Complete the following –
1. According to the prospectus excerpt, what share of the outstanding common stock did Stanwich beneficially own as of June 30, 2006?
2. Copy the prospectus excerpt between "Stanwich Financial Services Corp., or" and "obligations to Stanwich.", inclusive.

Given passage –
+ + + +
Levine Leichtman is offering 3,500,000 shares of our common stock and has granted the underwriter a 30-day option to purchase up to an additional 487,558 shares of our common stock to cover over-allotments, as described in “Underwriting.” Upon successful completion of this offering and the full exercise of the over-allotment option, Levine Leichtman will no longer have any beneficial ownership of our common stock.

Stanwich Financial Services Corp.

Stanwich Financial Services Corp., or Stanwich, an entity in liquidation, beneficially owned approximately 2.5% of the outstanding shares of our common stock as of June 30, 2006. Stanwich acquired 443,459 of its shares of our common stock from us in July 1998 in a private transaction and 103,500 of its shares of our common stock from us in March 2000 in connection with the restructuring of then existing debt financing provided to us by Stanwich. During June 2004, we completed repayment of all of our debt obligations to Stanwich.

Stanwich is offering 500,000 shares of our common stock and has granted the underwriter a 30-day option to purchase up to an additional 46,959 shares of our common stock to cover over-allotments, as described in “Underwriting.” Upon successful completion of this offering and the full exercise of the over-allotment option, Stanwich will no longer have any beneficial ownership of our common stock.

Registration Rights Agreements

Levine Leichtman Capital Partners II, L.P.

We entered into a registration rights agreement with Levine Leichtman in connection with its initial investment in us in 1998. The terms of that agreement have subsequently been amended and restated.Under that registration rights agreement, as subsequently amended and restated, we agreed to register the common stock offered by Levine Leichtman in this prospectus through an underwritten offering. In addition, if less than all of Levine Leichtman’s shares are sold in this offering, we will have an obligation to register such remaining shares at their request. We also agreed that if we propose to register any securities in connection with the public offering of such securities solely for cash, then we will give Levine Leichtman the ability to participate in the registration. However, we will not have the obligation to provide such piggy-back registration rights if the registration we are proposing to undertake is:

on Form S-4, Form S-8 or any successor form that may be adopted by the SEC, or with respect to an employee benefit plan;

for an exchange offer solely to our existing shareholders; or



56



with respect to a dividend reinvestment plan.

Our obligations under the registration rights agreement to effectuate a demand registration will terminate on the earlier to occur of:

five years after repayment of all of our indebtedness to Levine Leichtman; or

the date on which less than five percent of our outstanding shares of common stock are held by  Levine Leichtman.

Stanwich Financial Services Corp.

We entered into a registration rights agreement with Stanwich in connection with debt financing provided by Stanwich in June 1997. We entered into a second registration rights agreement with Stanwich in July 1998 in connection with Stanwich’s purchase of shares of our common stock in a private transaction. These agreements were amended and consolidated in connection with the restructuring of certain debt financing provided to us by Stanwich and certain affiliated parties in November 1998. Under that consolidated registration rights agreement, we agreed to register the common stock offered by Stanwich in this prospectus through an underwritten offering. In addition, if less than all of Stanwich’s shares are sold in this offering, we will have an obligation to register such remaining shares at their request. We also agreed that if we propose to register any securities in connection with the public offering of such securities solely for cash, then we will give Stanwich the ability to participate in the registration, subject to the same exceptions as exist in Levine Leichtman’s registration rights agreement.
+ + + +
Raw data –
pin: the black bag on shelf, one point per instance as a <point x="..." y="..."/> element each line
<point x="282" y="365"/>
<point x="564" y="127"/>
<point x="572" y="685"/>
+ + + +
Answers –
1. Approximately 2.5%

2.
Stanwich Financial Services Corp., or Stanwich, an entity in liquidation, beneficially owned approximately 2.5% of the outstanding shares of our common stock as of June 30, 2006. Stanwich acquired 443,459 of its shares of our common stock from us in July 1998 in a private transaction and 103,500 of its shares of our common stock from us in March 2000 in connection with the restructuring of then existing debt financing provided to us by Stanwich. During June 2004, we completed repayment of all of our debt obligations to Stanwich.